§ Exercise aim: Reproduce the forum thread on strip building below in full, without any change.

Looking good.  I see you are building using Gilpatrick's method without an inner stem.  I have not done that yet but the inner stem is mostly for show.

Are you going to install an outer stem, and have you picked a wood for it yet?

Please keep the pictures coming.  By the way your workshop is way too clean


----------



## gstanfield (Jun 10, 2012)

Looking good indeed. For some inspiration, here's the same model as built by my friend Richard





and another Laker built by my friend Craig:





There would have been three of them, but I had to be the oddball and build the puddle duck It's funny that you guys talk about WRC as being expensive and look for other woods to build from. Out here in Wyoming it's about the only wood I can find that is decent enough to make strips from. I guess it's all in your location.


----------



## Howard Roark (Jun 11, 2012)

Southern yellow pine is what is cheap here.

WRC is $8 per bdft for clear boards 16' long.


----------



## Howard Roark (Jun 12, 2012)

Day 3 of stripping.  I worked by myself for about 2 1/2 hours.


----------



## Howard Roark (Jun 12, 2012)

Built a seat prototype today.  Cutting compound mortise and tenon joints took a little work.


----------



## Howard Roark (Jun 13, 2012)

§ Dataset extract:
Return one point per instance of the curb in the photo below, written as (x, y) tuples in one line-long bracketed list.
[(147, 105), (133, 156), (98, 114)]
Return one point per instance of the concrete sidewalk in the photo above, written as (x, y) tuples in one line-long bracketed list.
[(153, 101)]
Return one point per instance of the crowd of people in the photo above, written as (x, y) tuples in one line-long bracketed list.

§ Solved exercise:
Looking good.  I see you are building using Gilpatrick's method without an inner stem.  I have not done that yet but the inner stem is mostly for show.

Are you going to install an outer stem, and have you picked a wood for it yet?

Please keep the pictures coming.  By the way your workshop is way too clean


----------



## gstanfield (Jun 10, 2012)

Looking good indeed. For some inspiration, here's the same model as built by my friend Richard





and another Laker built by my friend Craig:





There would have been three of them, but I had to be the oddball and build the puddle duck It's funny that you guys talk about WRC as being expensive and look for other woods to build from. Out here in Wyoming it's about the only wood I can find that is decent enough to make strips from. I guess it's all in your location.


----------



## Howard Roark (Jun 11, 2012)

Southern yellow pine is what is cheap here.

WRC is $8 per bdft for clear boards 16' long.


----------



## Howard Roark (Jun 12, 2012)

Day 3 of stripping.  I worked by myself for about 2 1/2 hours.


----------



## Howard Roark (Jun 12, 2012)

Built a seat prototype today.  Cutting compound mortise and tenon joints took a little work.


----------



## Howard Roark (Jun 13, 2012)